(Stored items)
%%

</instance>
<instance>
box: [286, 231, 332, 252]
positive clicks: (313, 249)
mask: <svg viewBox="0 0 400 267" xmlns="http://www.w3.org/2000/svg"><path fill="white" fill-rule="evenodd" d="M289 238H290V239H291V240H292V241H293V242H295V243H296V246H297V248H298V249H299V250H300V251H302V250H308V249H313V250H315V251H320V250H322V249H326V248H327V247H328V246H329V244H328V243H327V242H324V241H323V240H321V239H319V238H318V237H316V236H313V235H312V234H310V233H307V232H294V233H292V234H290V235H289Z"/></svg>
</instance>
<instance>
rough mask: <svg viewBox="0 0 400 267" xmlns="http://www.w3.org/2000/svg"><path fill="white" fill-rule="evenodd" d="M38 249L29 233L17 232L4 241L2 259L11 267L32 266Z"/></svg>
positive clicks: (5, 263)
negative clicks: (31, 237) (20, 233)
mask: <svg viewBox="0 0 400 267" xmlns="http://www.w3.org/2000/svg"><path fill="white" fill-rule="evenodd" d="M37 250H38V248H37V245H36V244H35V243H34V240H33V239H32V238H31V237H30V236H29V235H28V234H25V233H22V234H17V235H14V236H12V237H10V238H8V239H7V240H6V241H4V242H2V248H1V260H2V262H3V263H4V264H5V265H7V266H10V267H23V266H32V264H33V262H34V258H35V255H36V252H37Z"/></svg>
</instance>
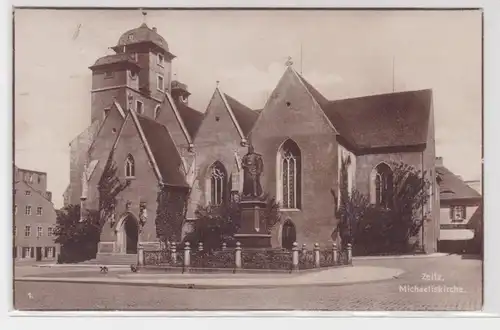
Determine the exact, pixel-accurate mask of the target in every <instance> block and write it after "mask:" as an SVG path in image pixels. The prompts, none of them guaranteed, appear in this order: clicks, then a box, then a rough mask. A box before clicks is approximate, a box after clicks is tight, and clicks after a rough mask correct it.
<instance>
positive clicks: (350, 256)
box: [347, 243, 352, 265]
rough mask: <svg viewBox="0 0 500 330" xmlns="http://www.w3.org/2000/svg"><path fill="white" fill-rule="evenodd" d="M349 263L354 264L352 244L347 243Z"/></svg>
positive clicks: (347, 254) (347, 255)
mask: <svg viewBox="0 0 500 330" xmlns="http://www.w3.org/2000/svg"><path fill="white" fill-rule="evenodd" d="M347 264H348V265H350V264H352V244H351V243H348V244H347Z"/></svg>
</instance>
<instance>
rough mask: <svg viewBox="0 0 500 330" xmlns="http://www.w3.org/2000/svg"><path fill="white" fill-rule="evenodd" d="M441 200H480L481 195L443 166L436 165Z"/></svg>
mask: <svg viewBox="0 0 500 330" xmlns="http://www.w3.org/2000/svg"><path fill="white" fill-rule="evenodd" d="M436 172H437V175H438V178H439V197H440V199H441V201H455V200H461V199H467V200H471V199H472V200H481V195H480V194H479V193H478V192H477V191H476V190H474V189H472V188H471V187H470V186H469V185H468V184H467V183H465V182H464V181H463V180H462V179H460V178H459V177H458V176H457V175H455V174H454V173H453V172H451V171H450V170H449V169H447V168H446V167H444V166H436Z"/></svg>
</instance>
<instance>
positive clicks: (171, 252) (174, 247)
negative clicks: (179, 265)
mask: <svg viewBox="0 0 500 330" xmlns="http://www.w3.org/2000/svg"><path fill="white" fill-rule="evenodd" d="M169 245H170V249H171V250H170V251H171V256H172V264H173V265H174V266H175V265H176V264H177V244H175V242H173V243H172V244H170V243H169Z"/></svg>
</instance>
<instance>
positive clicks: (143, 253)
mask: <svg viewBox="0 0 500 330" xmlns="http://www.w3.org/2000/svg"><path fill="white" fill-rule="evenodd" d="M137 266H139V267H142V266H144V246H142V245H139V247H138V248H137Z"/></svg>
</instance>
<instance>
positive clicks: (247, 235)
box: [234, 200, 271, 248]
mask: <svg viewBox="0 0 500 330" xmlns="http://www.w3.org/2000/svg"><path fill="white" fill-rule="evenodd" d="M240 207H241V227H240V229H239V230H238V233H237V234H235V235H234V238H235V239H236V240H237V241H238V242H240V243H241V247H243V248H270V247H271V235H270V234H268V233H267V225H266V219H265V217H264V212H265V209H266V202H264V201H260V200H243V201H241V202H240Z"/></svg>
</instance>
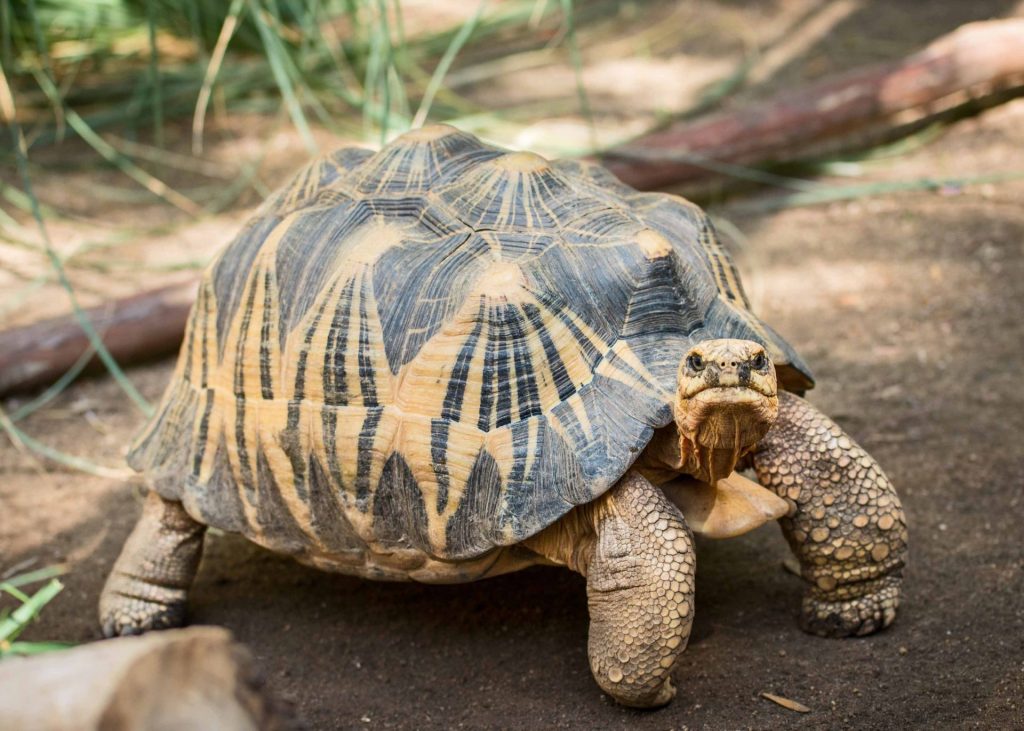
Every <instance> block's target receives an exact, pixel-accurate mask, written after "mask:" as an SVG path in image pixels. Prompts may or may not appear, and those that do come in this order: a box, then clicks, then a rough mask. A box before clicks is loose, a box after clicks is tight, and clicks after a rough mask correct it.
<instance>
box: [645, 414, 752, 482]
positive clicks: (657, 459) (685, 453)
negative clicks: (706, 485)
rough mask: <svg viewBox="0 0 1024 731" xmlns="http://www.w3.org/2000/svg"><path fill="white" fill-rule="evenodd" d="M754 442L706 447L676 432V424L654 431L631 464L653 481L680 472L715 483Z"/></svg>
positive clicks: (750, 450) (745, 453)
mask: <svg viewBox="0 0 1024 731" xmlns="http://www.w3.org/2000/svg"><path fill="white" fill-rule="evenodd" d="M754 446H756V443H755V444H752V445H750V446H746V447H743V448H734V447H728V448H726V447H718V448H714V447H708V446H703V445H701V444H699V443H697V442H694V441H693V440H692V439H689V438H688V437H686V436H683V435H681V434H680V433H679V430H678V428H677V427H676V425H675V424H671V425H669V426H667V427H664V428H663V429H658V430H657V431H656V432H654V436H653V438H651V440H650V443H648V444H647V447H646V448H645V449H644V450H643V454H642V455H641V456H640V458H639V459H638V460H637V461H636V463H635V465H634V468H635V469H636V470H637V471H638V472H640V474H642V475H643V476H644V477H646V478H647V479H648V480H650V481H651V482H652V483H654V484H664V483H666V482H669V481H671V480H674V479H676V478H677V477H679V476H680V475H690V476H692V477H694V478H696V479H698V480H700V481H701V482H707V483H709V484H715V483H716V482H717V481H718V480H720V479H722V478H723V477H728V476H729V474H730V473H732V471H733V470H735V469H736V465H737V464H738V463H739V462H740V461H741V460H742V458H743V457H745V456H746V455H749V454H750V453H751V451H752V450H753V449H754Z"/></svg>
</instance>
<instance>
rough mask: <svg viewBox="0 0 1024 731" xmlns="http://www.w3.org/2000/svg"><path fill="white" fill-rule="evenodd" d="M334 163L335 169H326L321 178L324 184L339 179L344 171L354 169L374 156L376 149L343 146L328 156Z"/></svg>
mask: <svg viewBox="0 0 1024 731" xmlns="http://www.w3.org/2000/svg"><path fill="white" fill-rule="evenodd" d="M328 157H329V159H330V161H331V162H332V163H333V164H334V165H333V169H332V170H329V171H325V173H324V177H323V178H322V180H321V183H322V184H323V185H327V184H330V183H332V182H334V181H335V180H337V179H338V178H339V177H341V175H342V174H343V173H344V172H347V171H349V170H352V169H354V168H356V167H358V166H359V165H361V164H362V163H365V162H367V161H368V160H370V158H372V157H374V150H372V149H367V148H366V147H341V148H340V149H336V150H334V152H333V153H331V154H330V156H328Z"/></svg>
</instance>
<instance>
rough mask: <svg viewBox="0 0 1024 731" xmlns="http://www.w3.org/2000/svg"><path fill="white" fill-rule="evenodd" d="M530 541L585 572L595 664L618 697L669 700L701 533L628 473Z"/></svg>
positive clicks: (593, 658) (634, 703)
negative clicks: (604, 493)
mask: <svg viewBox="0 0 1024 731" xmlns="http://www.w3.org/2000/svg"><path fill="white" fill-rule="evenodd" d="M527 547H529V548H531V549H532V550H535V551H538V552H539V553H542V554H543V555H545V556H547V557H548V558H550V559H551V560H554V561H555V562H557V563H563V564H566V565H568V566H569V567H570V568H573V569H575V570H578V571H580V572H581V573H583V574H584V575H585V576H586V577H587V598H588V603H589V605H590V640H589V642H588V651H589V654H590V668H591V672H593V674H594V678H595V680H597V683H598V685H600V686H601V688H602V689H603V690H604V691H605V692H606V693H608V694H609V695H610V696H611V697H613V698H614V699H615V700H616V701H618V702H620V703H623V704H625V705H633V706H637V707H652V706H657V705H664V704H665V703H668V702H669V701H670V700H672V698H673V696H675V694H676V689H675V687H674V686H673V684H672V670H673V668H674V665H675V664H676V659H677V658H678V657H679V655H681V654H682V652H683V650H685V649H686V641H687V640H688V639H689V635H690V625H691V623H692V621H693V590H694V569H695V566H696V561H695V558H694V553H693V542H692V536H691V534H690V530H689V528H688V527H687V526H686V523H685V521H684V520H683V516H682V515H681V514H680V513H679V510H678V509H677V508H676V507H675V506H674V505H672V504H671V503H670V502H669V501H668V499H666V497H665V493H663V492H662V490H660V489H658V488H657V487H655V486H653V485H652V484H651V483H650V482H648V481H647V480H646V479H644V478H643V477H641V476H640V475H639V474H637V473H635V472H632V471H631V472H629V473H627V475H626V476H625V477H623V479H621V480H620V481H618V482H617V483H616V484H615V485H614V486H613V487H612V488H611V489H610V490H608V491H607V492H606V493H605V494H604V496H603V497H601V498H599V499H598V500H597V501H595V502H594V503H591V504H589V505H586V506H582V507H581V508H579V509H578V510H575V511H573V512H572V513H570V514H569V515H568V516H566V517H565V518H563V519H562V520H561V521H559V523H556V524H555V525H554V526H552V528H549V529H548V530H547V531H544V532H543V533H541V534H540V535H539V536H537V537H536V539H535V540H534V541H532V542H527Z"/></svg>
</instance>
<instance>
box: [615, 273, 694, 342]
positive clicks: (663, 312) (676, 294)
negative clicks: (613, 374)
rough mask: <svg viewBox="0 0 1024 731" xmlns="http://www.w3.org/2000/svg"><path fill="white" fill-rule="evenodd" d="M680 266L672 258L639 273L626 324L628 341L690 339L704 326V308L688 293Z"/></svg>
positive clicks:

%%

* [Description of the task]
Apply a filter for "after" to the data above, then copy each line that matches.

* [Written reply]
Determine the exact, pixel-accurate mask of the target in every <instance> block and write it after "mask:" as an SVG path in image pixels. The prompts, none of them guaranteed, appear in this order: clicks, then a box, then a rough mask. A box before clicks is approximate, a box after clicks is tight, and clicks after a rough mask correct it.
Every <instance> block's target receives an exact, pixel-accurate mask, written after "mask:" as an SVG path in image pixels. Prompts may or may not appear, and those that do come in this order: a box, then clicks, then a rough mask. A box before clicks is loose, a box after clicks is tight, and clicks after a rough mask correct it.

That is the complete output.